-- Start Text to read --

Physics-Informed AI for Stellar Parameter Prediction

A Research Knowledge Center for Spectroscopic Machine Learning
From 430+ experiments to reproducible papers on stellar surface gravity estimation

Figure: ViT achieves R²=0.70 on 1M spectra at SNR=5, approaching the Fisher/CRLB theoretical optimum (R²=0.87) and significantly outperforming LightGBM (R²=0.61) and template fitting (R²=0.40).

Figure: SpecViT architecture for 1D stellar spectra — (1) Input 4096-dim spectrum → (2) Noise injection → (3) Tokenization/Patch embedding → (4) Positional encoding + [CLS] → (5) Transformer Encoder ×6 → (6) Regression head → log(g)

Abstract

This repository is an experiment-driven knowledge center for physics-informed machine learning applied to stellar spectroscopy. We systematically predict stellar surface gravity ($\log g$) from 4096-dimensional synthetic BOSZ spectra, spanning linear baselines (Ridge, PCA) through gradient boosting (LightGBM) to deep architectures (CNN, Vision Transformer, Mixture of Experts).

-- End Text to read --
-- Start Supplied data --

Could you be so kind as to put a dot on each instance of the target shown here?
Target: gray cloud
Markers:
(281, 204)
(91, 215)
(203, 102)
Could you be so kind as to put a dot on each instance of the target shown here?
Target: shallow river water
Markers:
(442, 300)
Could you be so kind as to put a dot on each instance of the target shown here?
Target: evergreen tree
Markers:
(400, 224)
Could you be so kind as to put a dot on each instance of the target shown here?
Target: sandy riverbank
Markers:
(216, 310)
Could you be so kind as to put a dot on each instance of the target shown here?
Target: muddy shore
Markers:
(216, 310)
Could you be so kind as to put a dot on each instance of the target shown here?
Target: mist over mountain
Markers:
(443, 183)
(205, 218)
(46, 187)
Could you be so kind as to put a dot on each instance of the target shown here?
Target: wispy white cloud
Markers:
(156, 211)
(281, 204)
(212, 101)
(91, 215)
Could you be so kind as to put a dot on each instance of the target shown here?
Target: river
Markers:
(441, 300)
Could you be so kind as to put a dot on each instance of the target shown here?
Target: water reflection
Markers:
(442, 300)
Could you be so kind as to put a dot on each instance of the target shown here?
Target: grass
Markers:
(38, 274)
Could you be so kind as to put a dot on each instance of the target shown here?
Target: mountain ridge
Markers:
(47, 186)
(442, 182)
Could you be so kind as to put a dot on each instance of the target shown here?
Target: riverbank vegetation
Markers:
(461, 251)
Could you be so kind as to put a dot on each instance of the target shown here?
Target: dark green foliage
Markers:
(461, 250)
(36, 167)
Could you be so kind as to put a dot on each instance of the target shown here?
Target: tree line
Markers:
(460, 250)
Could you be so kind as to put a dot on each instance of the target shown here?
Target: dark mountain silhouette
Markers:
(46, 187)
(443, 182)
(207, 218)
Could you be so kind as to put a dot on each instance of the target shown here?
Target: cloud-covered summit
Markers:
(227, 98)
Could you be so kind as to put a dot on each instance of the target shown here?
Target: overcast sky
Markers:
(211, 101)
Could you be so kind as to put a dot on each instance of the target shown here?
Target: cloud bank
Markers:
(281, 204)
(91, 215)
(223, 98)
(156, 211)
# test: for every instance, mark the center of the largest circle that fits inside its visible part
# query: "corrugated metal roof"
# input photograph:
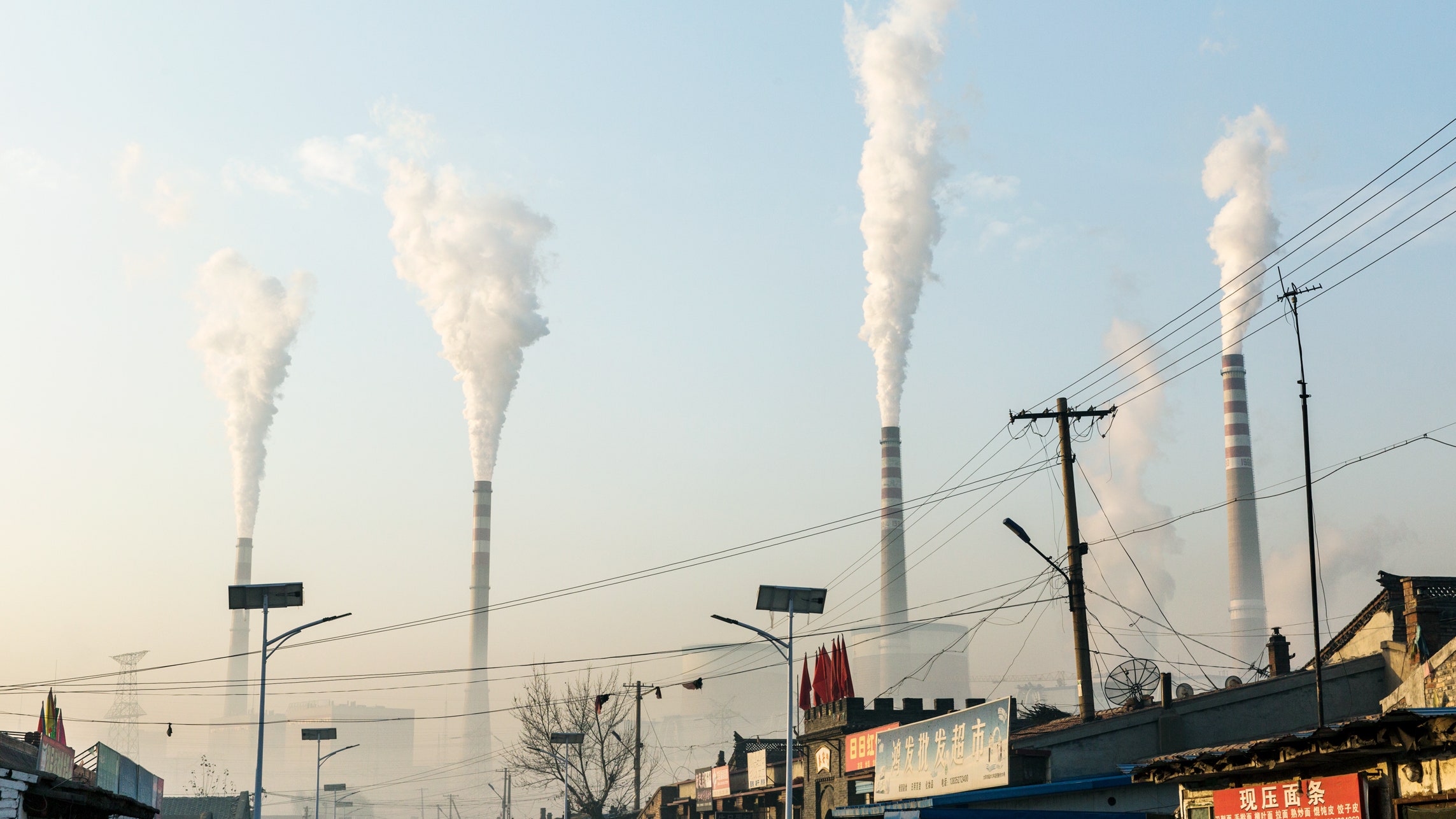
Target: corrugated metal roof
(1404, 716)
(986, 795)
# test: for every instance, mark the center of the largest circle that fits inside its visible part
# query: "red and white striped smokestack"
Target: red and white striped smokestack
(478, 699)
(1247, 614)
(236, 701)
(891, 531)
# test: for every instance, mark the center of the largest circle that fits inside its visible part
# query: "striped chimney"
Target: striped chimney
(478, 699)
(1247, 615)
(236, 701)
(891, 531)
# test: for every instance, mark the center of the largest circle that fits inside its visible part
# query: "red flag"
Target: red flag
(836, 680)
(804, 685)
(822, 678)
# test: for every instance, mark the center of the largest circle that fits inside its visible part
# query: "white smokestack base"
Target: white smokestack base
(1247, 613)
(236, 703)
(478, 697)
(893, 597)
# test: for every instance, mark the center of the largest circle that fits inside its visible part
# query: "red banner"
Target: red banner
(859, 748)
(1337, 797)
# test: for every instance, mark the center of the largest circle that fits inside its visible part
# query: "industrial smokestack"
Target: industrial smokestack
(1247, 613)
(236, 703)
(1242, 236)
(893, 598)
(478, 697)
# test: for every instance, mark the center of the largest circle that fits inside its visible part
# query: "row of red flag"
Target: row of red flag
(832, 680)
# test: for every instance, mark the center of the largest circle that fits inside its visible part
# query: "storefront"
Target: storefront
(1396, 766)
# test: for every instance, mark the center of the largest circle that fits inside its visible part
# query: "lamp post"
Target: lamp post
(337, 789)
(318, 736)
(785, 599)
(264, 597)
(564, 738)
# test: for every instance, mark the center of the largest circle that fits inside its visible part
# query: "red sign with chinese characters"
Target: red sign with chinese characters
(859, 748)
(1337, 797)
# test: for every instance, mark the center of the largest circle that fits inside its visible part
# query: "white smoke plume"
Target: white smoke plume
(1245, 229)
(250, 321)
(1122, 486)
(900, 173)
(476, 264)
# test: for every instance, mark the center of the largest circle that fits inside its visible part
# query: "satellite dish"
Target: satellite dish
(1132, 683)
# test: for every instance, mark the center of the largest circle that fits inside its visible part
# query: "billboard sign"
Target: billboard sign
(956, 752)
(54, 758)
(859, 748)
(703, 785)
(758, 769)
(1297, 799)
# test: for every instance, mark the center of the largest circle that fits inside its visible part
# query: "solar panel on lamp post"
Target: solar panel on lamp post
(565, 738)
(264, 597)
(785, 599)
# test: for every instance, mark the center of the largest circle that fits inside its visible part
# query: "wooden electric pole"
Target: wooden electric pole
(1077, 592)
(1292, 296)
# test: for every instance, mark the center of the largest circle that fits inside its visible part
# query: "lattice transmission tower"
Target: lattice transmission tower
(125, 710)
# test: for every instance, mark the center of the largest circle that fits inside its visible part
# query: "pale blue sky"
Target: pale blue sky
(702, 383)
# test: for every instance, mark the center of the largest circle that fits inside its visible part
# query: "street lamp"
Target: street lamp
(262, 597)
(562, 738)
(785, 599)
(318, 736)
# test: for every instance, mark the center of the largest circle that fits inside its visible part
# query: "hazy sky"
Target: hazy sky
(702, 383)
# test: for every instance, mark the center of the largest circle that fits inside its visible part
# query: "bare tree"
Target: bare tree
(599, 771)
(207, 780)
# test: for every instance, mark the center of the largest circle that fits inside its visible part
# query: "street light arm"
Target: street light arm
(1026, 538)
(277, 641)
(325, 758)
(775, 641)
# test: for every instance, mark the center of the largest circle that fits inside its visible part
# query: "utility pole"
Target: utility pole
(1077, 592)
(1292, 295)
(637, 748)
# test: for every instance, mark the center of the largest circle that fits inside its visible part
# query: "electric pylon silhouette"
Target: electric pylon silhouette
(125, 710)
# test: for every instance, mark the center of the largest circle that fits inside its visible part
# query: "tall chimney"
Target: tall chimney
(891, 531)
(236, 701)
(478, 699)
(1247, 614)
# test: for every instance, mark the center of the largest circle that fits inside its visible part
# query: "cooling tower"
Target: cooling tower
(1245, 574)
(236, 703)
(476, 700)
(891, 531)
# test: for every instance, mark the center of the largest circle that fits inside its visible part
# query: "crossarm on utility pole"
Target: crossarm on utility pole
(1077, 589)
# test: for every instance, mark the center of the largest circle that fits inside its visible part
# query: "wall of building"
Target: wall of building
(1219, 717)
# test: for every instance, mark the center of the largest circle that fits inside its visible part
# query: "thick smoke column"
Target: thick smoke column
(1122, 488)
(900, 169)
(1245, 229)
(476, 264)
(475, 261)
(250, 321)
(1242, 234)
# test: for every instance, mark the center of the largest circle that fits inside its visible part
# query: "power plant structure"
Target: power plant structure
(893, 597)
(905, 659)
(1247, 611)
(236, 701)
(478, 695)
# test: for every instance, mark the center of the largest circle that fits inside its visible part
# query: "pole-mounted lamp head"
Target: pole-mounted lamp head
(1015, 529)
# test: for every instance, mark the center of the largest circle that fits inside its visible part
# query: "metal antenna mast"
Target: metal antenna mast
(125, 710)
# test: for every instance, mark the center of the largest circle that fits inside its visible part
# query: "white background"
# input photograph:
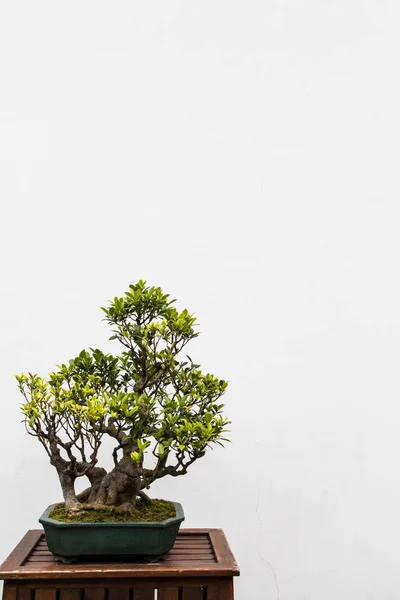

-- End Supplied data --

▶ _Set problem 1_:
Decide whether each statement agrees with the stellar spectroscopy text: (a) ViT reaches R²=0.70 on 1M spectra at SNR=5; (b) template fitting scores higher than LightGBM; (c) the SpecViT transformer encoder is stacked twelve times. For each, reply yes or no and quote the words of the text that settle it.
▶ _Set problem 2_:
Turn the paragraph of the stellar spectroscopy text beginning "This repository is an experiment-driven" into a short list that keeps its main facts.
▶ _Set problem 3_:
Carry the stellar spectroscopy text forward from its last sentence.

▶ _Answer 1_:
(a) Yes: "ViT achieves R²=0.70 on 1M spectra at SNR=5"
(b) No: "LightGBM (R²=0.61) and template fitting (R²=0.40)"
(c) No: "Transformer Encoder ×6"

▶ _Answer 2_:
- Experiment-driven knowledge center for physics-informed machine learning in stellar spectroscopy
- Goal: predict stellar surface gravity ($\log g$)
- Data: 4096-dimensional synthetic BOSZ spectra
- Models: linear baselines (Ridge, PCA), gradient boosting (LightGBM), deep architectures (CNN, Vision Transformer, Mixture of Experts)

▶ _Answer 3_:
Our core contributions:

Fisher/CRLB ceiling analysis establishing theoretical upper bounds ($R^2_{\max}=0.87$ at SNR=7)
ViT scaling law demonstrating $R^2=0.71$ on 1M spectra at noise_level=1.0 — the current state-of-the-art
Physics-gated MoE achieving $\rho=1.00$ oracle gain retention with soft routing
Design principles distilled from 430+ experiments guiding architecture choices

What This Repository Is

This is a paper factory — an experiment log repository organized to produce publishable research. Each paper track has:

A clear thesis and contribution claims
Evidence trails with reproducible experiments
Figure plans with asset paths
Maturity status and open questions

Not a codebase: Training code lives in separate repos (~/VIT, ~/BlindSpotDenoiser, ~/SpecDiffusion). This repo consolidates findings, figures, and design principles.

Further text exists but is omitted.